[Photo-based referring expression data]
:::

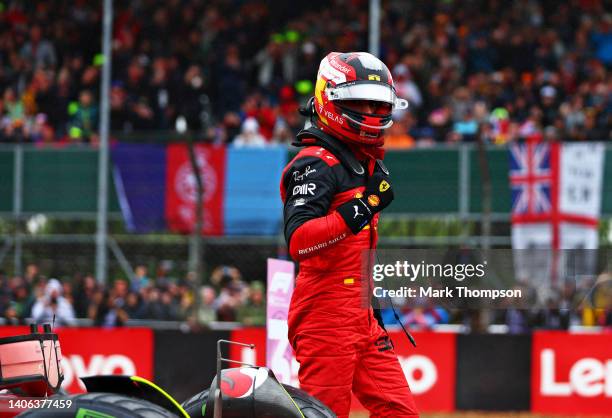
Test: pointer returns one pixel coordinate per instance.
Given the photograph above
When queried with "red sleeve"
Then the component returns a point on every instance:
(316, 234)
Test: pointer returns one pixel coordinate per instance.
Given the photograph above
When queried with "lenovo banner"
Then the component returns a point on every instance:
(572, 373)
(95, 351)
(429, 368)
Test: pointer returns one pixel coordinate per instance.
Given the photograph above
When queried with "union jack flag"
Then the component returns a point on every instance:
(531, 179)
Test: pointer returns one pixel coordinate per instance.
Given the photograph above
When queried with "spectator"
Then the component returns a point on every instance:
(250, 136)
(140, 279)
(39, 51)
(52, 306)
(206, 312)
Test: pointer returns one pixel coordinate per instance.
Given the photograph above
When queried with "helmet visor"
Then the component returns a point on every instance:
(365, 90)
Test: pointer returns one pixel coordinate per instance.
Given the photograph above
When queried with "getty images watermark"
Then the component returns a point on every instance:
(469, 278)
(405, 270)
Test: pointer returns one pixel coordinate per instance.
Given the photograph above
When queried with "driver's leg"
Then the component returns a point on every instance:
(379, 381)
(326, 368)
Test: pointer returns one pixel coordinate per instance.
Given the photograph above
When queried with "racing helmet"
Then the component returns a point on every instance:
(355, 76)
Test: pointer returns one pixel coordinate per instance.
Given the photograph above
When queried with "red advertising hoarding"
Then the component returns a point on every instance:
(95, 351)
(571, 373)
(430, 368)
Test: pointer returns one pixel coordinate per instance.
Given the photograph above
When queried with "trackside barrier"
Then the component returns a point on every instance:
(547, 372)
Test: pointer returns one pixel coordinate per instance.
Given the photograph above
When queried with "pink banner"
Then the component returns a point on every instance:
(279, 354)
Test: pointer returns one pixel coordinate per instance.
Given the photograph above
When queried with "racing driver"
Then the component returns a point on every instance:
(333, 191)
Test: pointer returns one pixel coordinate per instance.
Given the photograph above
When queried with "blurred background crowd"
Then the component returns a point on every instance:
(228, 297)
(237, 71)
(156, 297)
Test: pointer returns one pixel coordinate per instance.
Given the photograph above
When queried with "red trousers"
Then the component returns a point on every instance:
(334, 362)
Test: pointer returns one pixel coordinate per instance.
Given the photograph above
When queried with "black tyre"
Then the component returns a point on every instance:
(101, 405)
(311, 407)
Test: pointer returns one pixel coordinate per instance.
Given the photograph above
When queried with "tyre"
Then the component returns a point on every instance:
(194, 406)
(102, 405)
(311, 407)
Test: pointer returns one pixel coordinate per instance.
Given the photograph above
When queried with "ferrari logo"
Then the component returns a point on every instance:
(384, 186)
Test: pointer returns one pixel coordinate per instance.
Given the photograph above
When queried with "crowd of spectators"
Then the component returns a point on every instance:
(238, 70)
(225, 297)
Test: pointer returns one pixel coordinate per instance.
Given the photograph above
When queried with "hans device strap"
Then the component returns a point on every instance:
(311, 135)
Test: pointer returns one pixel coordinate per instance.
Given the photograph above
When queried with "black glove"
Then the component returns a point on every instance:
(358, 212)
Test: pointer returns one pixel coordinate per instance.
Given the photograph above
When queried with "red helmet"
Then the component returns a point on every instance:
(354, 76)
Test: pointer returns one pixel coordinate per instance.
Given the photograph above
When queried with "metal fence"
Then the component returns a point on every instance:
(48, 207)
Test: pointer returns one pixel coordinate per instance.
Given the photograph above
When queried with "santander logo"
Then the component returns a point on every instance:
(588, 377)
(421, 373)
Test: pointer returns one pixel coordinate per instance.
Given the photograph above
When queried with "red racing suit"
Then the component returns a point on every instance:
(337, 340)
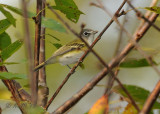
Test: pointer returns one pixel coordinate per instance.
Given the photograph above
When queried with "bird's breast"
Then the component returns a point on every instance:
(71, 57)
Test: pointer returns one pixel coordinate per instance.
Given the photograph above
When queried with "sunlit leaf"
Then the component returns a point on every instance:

:::

### [ABOUT THIS TASK]
Working through the data above, find every line holding "helmet" and copy it.

### [TASK OUTPUT]
When queried with "helmet visor"
When queried with "racing helmet"
When queried with "red helmet"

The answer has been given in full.